Write out exactly, please, the lines from the one containing "Would you mind placing a dot on the dog's fluffy" to the end of the material.

* begin Material provided *

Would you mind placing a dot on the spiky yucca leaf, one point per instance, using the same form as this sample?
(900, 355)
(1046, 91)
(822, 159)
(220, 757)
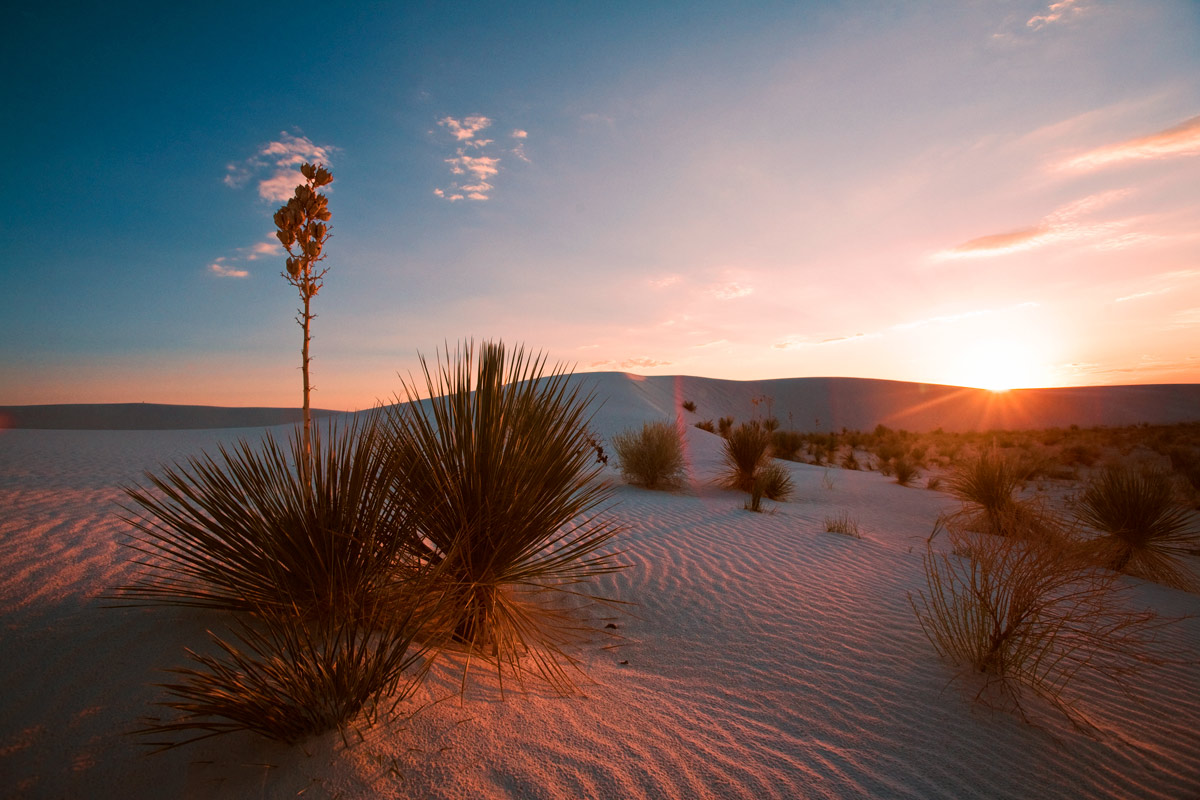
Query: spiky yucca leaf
(1144, 530)
(747, 450)
(247, 533)
(498, 481)
(288, 678)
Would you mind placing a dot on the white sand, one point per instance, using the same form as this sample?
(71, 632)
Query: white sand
(767, 659)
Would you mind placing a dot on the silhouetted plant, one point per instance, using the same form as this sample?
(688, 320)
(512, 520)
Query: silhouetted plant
(498, 485)
(651, 457)
(843, 523)
(286, 678)
(250, 531)
(775, 480)
(303, 232)
(1030, 614)
(1144, 531)
(906, 471)
(745, 452)
(987, 486)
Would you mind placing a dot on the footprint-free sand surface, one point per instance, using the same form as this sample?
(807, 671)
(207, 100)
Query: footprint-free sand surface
(760, 657)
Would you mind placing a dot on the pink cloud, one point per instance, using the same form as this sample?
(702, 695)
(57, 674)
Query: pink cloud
(223, 271)
(1182, 139)
(466, 128)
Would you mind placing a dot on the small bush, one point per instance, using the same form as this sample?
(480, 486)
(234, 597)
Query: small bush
(1030, 614)
(498, 483)
(249, 533)
(843, 523)
(747, 451)
(777, 481)
(651, 457)
(1144, 531)
(286, 679)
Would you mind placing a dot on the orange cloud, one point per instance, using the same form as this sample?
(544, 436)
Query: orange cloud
(1182, 139)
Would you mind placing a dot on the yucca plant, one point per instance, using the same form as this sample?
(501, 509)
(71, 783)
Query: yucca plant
(1031, 614)
(747, 450)
(249, 531)
(498, 483)
(651, 457)
(288, 678)
(1144, 531)
(988, 488)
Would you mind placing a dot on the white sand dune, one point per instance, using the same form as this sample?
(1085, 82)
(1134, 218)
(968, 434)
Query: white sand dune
(766, 657)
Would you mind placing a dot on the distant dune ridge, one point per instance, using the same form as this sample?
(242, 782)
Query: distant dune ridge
(145, 416)
(799, 403)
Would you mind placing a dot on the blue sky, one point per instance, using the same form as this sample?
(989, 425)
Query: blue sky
(991, 193)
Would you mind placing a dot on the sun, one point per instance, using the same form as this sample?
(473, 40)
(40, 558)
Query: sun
(999, 365)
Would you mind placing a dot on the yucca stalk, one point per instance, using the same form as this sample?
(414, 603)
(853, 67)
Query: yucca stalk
(1144, 530)
(498, 483)
(250, 531)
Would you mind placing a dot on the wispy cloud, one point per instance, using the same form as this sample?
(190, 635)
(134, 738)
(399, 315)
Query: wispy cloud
(1067, 223)
(473, 160)
(731, 290)
(219, 269)
(1057, 12)
(1162, 283)
(1182, 139)
(276, 166)
(899, 328)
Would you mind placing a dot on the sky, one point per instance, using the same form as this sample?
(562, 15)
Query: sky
(996, 193)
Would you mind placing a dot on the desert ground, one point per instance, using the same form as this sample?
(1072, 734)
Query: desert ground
(756, 655)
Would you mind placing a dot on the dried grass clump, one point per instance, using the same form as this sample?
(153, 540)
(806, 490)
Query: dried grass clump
(987, 485)
(1029, 615)
(246, 531)
(843, 523)
(498, 485)
(1144, 531)
(651, 457)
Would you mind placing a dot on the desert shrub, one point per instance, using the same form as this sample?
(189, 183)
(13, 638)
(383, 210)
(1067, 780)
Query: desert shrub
(775, 481)
(843, 523)
(651, 457)
(246, 531)
(906, 471)
(498, 483)
(987, 485)
(1030, 614)
(747, 451)
(1143, 530)
(785, 444)
(286, 679)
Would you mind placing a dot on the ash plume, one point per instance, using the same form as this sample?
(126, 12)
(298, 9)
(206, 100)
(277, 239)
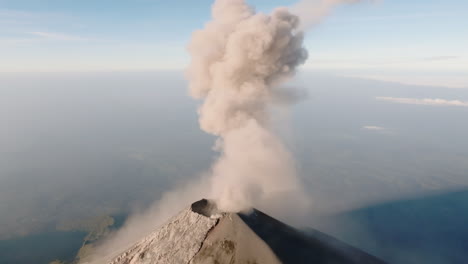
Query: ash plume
(237, 61)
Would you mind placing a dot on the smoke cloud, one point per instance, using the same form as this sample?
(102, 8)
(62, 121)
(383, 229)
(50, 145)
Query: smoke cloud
(239, 61)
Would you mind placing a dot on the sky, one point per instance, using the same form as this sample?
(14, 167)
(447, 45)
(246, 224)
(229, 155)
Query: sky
(421, 42)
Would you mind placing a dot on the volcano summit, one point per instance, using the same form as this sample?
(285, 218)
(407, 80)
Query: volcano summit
(202, 234)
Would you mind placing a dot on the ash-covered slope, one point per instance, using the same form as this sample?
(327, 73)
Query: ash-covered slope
(200, 234)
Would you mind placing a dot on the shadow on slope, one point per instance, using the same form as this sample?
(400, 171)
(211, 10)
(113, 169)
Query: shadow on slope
(293, 246)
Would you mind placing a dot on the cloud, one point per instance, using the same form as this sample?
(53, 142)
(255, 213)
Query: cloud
(374, 128)
(57, 36)
(423, 101)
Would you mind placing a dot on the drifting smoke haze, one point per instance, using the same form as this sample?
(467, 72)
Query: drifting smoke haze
(239, 61)
(423, 101)
(236, 61)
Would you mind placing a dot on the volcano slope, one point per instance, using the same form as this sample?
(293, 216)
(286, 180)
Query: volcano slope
(201, 234)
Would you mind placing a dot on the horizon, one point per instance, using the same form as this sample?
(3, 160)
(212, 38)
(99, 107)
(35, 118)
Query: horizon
(413, 42)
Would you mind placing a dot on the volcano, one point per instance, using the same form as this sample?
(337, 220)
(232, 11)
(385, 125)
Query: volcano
(202, 234)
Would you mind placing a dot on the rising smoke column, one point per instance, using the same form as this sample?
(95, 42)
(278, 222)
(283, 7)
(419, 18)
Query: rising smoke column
(238, 61)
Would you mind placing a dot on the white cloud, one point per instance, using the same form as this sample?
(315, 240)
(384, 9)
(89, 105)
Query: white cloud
(423, 101)
(374, 128)
(57, 36)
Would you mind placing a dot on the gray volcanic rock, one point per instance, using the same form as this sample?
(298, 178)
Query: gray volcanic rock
(202, 235)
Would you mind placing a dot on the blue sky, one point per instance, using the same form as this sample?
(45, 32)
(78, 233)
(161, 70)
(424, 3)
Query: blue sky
(417, 41)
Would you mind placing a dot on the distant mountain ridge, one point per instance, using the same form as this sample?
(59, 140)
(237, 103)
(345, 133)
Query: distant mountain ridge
(201, 234)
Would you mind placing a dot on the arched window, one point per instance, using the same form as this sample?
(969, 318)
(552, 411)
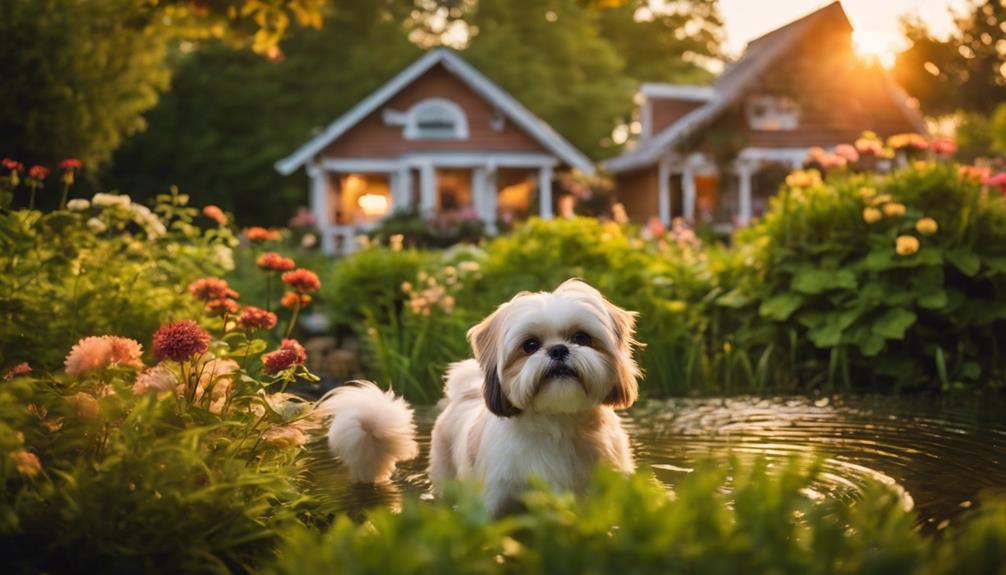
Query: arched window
(437, 119)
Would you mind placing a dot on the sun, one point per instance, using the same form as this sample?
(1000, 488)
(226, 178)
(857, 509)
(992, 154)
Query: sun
(874, 45)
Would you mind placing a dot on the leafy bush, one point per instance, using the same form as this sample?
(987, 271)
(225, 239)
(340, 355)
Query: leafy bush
(107, 266)
(889, 282)
(767, 522)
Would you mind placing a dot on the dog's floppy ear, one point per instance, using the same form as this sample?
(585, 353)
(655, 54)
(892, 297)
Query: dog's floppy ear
(627, 371)
(485, 340)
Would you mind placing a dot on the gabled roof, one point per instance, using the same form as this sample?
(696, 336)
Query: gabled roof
(760, 55)
(472, 77)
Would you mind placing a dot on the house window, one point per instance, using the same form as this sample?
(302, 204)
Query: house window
(773, 113)
(436, 119)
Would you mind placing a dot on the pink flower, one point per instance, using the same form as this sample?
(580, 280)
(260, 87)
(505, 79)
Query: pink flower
(19, 369)
(100, 352)
(180, 341)
(304, 280)
(38, 173)
(273, 261)
(253, 318)
(155, 380)
(215, 213)
(944, 147)
(291, 353)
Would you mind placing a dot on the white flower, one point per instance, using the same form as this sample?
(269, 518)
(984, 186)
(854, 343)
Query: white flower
(105, 200)
(225, 255)
(96, 225)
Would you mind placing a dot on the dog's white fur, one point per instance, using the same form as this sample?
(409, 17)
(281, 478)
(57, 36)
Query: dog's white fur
(509, 414)
(371, 430)
(507, 420)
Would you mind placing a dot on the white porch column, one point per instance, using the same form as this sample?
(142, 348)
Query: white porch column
(664, 191)
(688, 192)
(744, 173)
(319, 207)
(484, 196)
(545, 192)
(400, 188)
(428, 189)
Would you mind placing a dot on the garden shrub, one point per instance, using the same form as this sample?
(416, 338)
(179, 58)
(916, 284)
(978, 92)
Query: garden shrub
(879, 281)
(106, 265)
(767, 522)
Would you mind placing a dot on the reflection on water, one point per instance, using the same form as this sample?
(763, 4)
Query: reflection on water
(940, 455)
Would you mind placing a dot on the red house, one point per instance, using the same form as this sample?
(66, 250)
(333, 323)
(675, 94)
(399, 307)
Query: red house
(716, 153)
(438, 138)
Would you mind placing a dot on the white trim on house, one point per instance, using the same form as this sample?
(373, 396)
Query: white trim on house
(678, 91)
(475, 79)
(437, 106)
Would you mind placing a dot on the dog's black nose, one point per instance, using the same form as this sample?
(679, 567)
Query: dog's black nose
(558, 353)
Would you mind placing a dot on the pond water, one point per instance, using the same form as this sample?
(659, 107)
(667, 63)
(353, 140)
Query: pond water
(941, 455)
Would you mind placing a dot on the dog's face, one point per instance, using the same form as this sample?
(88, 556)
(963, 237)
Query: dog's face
(562, 352)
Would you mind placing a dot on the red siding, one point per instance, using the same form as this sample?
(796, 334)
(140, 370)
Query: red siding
(839, 97)
(372, 139)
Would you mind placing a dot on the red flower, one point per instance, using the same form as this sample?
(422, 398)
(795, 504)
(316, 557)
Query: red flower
(304, 280)
(290, 300)
(19, 369)
(291, 353)
(180, 341)
(221, 307)
(999, 181)
(262, 234)
(211, 289)
(215, 213)
(38, 173)
(253, 318)
(273, 261)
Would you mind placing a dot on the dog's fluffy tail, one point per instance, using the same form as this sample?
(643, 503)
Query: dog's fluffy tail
(371, 430)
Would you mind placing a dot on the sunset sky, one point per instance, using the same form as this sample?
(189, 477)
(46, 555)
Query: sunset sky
(876, 21)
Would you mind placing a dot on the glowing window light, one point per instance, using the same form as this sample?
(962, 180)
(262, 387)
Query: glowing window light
(373, 204)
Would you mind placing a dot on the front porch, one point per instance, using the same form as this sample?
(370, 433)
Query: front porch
(352, 196)
(700, 191)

* end Material provided *

## [Answer to this task]
Would you mind placing a dot on the dog's fluffy tail, one point per instance, using the same form as this sample?
(643, 503)
Query: dog's fluffy tail
(371, 430)
Would you mind placing a dot on the sunset sky, one point per instance, using the same form as this sample?
(189, 477)
(46, 555)
Query: sunset sky
(876, 21)
Would you mind placing a dot on the glowing window light, one point per instance, using the same form as this sample?
(962, 180)
(262, 387)
Query: glowing window light
(373, 204)
Would you mind placing a dot on the front porch, one point per instance, using the same form as this sample?
(370, 433)
Query: front porch
(352, 196)
(700, 191)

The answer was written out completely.